Stated task - Exactly and only the lines from the one with "like [128, 117]." through the end of the listing are to be transcribed, both ends included.
--- Dataset entries ---
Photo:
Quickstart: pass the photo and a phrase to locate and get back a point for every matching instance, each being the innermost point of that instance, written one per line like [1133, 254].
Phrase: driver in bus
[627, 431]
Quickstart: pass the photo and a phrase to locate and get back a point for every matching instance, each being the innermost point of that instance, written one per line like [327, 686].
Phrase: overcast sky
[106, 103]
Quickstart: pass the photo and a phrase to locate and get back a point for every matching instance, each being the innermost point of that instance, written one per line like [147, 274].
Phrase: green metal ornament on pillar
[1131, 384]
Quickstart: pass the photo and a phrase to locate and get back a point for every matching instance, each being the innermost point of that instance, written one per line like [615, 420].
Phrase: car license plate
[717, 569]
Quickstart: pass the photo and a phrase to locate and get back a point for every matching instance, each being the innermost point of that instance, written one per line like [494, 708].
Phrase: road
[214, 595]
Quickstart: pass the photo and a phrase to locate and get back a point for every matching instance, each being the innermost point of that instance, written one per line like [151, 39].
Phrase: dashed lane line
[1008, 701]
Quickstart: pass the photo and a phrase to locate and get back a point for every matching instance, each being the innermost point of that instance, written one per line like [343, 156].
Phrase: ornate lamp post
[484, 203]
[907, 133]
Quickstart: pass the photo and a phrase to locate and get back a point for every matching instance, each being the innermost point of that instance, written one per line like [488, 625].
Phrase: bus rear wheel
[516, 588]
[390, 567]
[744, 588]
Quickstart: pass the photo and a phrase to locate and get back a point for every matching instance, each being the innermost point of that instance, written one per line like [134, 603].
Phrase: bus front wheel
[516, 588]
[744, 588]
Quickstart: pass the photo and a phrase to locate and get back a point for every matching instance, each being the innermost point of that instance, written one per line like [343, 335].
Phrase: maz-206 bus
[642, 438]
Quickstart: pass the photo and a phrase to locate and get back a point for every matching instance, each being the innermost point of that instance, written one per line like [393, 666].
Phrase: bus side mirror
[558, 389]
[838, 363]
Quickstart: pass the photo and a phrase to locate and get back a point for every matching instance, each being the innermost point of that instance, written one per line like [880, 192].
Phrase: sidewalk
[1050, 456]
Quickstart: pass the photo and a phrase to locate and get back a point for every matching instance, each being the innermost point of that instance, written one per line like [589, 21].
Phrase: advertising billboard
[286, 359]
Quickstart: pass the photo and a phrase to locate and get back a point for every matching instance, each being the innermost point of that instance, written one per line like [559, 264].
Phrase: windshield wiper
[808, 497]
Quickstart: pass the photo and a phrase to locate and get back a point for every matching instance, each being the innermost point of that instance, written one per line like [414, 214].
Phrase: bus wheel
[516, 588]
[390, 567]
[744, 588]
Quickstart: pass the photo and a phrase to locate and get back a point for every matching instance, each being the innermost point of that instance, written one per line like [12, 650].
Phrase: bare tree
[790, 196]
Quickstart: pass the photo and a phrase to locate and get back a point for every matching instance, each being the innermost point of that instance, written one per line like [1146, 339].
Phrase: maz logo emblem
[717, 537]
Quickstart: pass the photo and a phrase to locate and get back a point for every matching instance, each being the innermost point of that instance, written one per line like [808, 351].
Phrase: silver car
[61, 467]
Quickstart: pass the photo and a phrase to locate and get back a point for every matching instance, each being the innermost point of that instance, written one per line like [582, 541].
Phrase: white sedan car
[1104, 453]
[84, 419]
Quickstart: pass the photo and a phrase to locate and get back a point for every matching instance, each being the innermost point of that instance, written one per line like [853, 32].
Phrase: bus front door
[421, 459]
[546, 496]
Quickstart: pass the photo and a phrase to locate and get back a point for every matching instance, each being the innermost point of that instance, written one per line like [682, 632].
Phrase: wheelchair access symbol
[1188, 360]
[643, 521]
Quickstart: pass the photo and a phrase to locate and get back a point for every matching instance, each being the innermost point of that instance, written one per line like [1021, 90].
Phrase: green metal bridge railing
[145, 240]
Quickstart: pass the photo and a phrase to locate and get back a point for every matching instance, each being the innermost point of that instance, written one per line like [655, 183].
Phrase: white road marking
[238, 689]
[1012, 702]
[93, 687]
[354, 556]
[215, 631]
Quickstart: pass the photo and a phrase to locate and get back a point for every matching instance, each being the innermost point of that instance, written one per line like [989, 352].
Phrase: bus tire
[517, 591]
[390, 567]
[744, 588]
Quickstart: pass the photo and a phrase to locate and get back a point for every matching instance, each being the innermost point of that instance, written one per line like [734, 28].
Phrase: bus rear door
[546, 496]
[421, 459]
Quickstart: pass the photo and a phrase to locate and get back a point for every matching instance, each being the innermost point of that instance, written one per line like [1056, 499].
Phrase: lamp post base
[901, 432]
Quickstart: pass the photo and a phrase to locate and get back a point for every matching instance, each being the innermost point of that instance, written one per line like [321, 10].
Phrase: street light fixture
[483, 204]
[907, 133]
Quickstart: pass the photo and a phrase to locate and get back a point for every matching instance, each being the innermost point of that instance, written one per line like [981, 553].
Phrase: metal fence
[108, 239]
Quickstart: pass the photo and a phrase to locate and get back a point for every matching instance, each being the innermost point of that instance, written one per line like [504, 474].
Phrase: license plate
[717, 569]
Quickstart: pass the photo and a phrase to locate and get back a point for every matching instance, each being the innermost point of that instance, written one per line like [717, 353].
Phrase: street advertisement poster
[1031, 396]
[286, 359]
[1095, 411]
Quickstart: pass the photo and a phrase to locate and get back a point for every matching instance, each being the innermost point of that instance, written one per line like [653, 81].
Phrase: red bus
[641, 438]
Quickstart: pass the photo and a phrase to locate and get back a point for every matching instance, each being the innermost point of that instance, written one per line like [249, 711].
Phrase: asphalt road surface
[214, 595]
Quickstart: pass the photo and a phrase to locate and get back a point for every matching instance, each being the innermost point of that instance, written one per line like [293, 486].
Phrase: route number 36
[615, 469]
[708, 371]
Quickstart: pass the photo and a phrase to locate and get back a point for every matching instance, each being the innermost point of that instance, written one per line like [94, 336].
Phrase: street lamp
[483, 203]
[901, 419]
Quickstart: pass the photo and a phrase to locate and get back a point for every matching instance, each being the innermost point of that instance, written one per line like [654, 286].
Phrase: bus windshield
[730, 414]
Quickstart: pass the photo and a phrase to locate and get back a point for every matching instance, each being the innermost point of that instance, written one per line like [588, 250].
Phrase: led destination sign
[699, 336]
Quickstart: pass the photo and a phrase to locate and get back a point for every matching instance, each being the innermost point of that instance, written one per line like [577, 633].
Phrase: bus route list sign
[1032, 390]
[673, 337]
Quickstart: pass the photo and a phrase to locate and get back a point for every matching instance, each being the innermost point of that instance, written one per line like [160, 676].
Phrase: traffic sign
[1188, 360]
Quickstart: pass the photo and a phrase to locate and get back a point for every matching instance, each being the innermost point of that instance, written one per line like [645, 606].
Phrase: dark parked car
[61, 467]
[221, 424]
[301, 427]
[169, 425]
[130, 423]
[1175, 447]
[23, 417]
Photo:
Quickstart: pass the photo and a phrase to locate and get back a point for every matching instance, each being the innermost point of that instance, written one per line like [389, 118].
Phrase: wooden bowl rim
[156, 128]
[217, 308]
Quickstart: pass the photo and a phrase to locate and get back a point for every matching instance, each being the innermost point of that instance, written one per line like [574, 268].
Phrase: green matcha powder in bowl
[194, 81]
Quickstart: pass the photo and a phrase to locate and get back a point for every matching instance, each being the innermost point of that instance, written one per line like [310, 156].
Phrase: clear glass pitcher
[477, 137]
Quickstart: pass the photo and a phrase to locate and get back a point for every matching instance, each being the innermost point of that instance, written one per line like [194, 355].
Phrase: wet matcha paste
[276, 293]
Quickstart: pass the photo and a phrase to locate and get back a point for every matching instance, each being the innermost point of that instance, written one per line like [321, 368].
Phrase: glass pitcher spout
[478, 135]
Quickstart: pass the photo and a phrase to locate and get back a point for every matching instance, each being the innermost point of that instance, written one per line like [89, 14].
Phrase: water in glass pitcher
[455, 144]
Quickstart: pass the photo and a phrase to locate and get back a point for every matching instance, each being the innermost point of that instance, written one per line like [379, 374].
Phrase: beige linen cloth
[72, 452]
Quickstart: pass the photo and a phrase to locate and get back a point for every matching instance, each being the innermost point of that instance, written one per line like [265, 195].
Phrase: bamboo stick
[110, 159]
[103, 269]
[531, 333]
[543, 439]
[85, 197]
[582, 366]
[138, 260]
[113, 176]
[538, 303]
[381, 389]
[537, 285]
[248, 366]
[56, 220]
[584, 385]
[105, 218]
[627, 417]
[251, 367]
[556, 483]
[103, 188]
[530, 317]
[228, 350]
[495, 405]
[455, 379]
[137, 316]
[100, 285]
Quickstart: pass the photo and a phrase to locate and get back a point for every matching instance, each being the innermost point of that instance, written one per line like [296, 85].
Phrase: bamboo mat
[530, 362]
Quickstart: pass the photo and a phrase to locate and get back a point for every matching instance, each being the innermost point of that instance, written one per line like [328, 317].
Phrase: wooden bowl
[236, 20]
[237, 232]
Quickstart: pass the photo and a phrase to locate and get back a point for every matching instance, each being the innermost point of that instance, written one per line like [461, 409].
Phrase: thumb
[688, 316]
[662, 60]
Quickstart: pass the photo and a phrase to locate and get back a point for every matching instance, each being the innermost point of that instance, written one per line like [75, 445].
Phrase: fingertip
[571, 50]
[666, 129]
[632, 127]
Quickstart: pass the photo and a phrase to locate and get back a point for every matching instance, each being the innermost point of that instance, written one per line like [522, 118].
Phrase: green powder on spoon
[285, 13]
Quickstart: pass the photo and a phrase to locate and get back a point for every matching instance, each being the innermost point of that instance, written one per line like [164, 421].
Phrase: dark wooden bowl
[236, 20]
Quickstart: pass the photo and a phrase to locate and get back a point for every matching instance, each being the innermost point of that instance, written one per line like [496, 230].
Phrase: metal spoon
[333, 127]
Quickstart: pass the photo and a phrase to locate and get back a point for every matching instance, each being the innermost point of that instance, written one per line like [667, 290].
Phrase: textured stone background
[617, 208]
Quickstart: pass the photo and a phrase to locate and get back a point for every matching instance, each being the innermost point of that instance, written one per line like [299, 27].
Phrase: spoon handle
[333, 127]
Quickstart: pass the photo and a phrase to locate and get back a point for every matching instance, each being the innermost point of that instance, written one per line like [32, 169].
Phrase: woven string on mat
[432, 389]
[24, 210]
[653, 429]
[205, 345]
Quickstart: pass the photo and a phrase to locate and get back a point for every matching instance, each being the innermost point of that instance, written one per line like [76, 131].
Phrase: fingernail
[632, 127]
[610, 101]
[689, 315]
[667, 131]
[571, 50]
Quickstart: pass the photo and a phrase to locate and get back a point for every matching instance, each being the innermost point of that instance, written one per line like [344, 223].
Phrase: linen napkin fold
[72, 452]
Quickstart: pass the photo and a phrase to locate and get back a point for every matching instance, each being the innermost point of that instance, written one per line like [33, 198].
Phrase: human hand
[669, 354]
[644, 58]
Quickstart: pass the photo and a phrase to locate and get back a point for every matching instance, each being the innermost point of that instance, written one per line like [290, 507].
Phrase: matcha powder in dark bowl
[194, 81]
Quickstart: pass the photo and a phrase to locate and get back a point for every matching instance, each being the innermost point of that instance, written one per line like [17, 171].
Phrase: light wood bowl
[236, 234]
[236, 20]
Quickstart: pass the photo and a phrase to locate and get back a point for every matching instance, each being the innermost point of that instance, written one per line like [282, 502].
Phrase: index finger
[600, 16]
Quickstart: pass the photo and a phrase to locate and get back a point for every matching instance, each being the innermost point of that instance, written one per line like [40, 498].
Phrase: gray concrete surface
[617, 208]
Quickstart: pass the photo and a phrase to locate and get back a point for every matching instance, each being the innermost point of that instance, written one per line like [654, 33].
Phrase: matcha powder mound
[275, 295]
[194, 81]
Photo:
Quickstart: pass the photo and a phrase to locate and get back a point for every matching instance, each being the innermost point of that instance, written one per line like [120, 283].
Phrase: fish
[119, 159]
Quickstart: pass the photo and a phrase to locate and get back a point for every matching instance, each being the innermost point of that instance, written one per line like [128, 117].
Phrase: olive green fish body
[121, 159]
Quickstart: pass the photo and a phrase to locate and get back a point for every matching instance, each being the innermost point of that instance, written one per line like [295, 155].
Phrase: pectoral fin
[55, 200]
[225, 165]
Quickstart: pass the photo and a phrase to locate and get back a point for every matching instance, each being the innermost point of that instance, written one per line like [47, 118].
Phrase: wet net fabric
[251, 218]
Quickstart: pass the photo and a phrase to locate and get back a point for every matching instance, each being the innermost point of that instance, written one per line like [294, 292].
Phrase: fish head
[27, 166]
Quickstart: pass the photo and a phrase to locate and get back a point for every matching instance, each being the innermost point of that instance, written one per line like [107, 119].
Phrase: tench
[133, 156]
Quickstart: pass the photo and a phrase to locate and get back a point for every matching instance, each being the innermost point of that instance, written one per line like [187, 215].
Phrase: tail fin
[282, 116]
---
Solution to this task -
Quickstart: pass the photo and a phrase to locate and get back a point for every matching instance, each being the innermost point of that instance, written one per line like [128, 117].
Phrase: olive green fish body
[121, 159]
Quickstart: pass the photo and a phrase to locate and get back a point for every matching instance, each being the innermost point of that instance, written one per line like [295, 155].
Phrase: pectoral fin
[55, 200]
[225, 165]
Quickstart: pass the photo and a phrase to locate and get back a point for every matching instance, each being the innermost point of that instance, written one per line like [47, 118].
Phrase: wet net fabric
[251, 218]
Quickstart: pass the photo and a phrase to locate and get back a point for every matching instance, each being the innermost point of that instance, written one per line like [294, 292].
Phrase: fish head
[27, 166]
Quickstart: pass the photo and a phrase to locate and get back a point for every matching instance, each being the innermost point of that instance, written one per line like [107, 119].
Phrase: tench
[133, 156]
Quickstart: pass the photo and a phrase to locate and get back a point for every matching instance, each being the innermost point of that instance, written one per line like [187, 215].
Phrase: tail fin
[282, 116]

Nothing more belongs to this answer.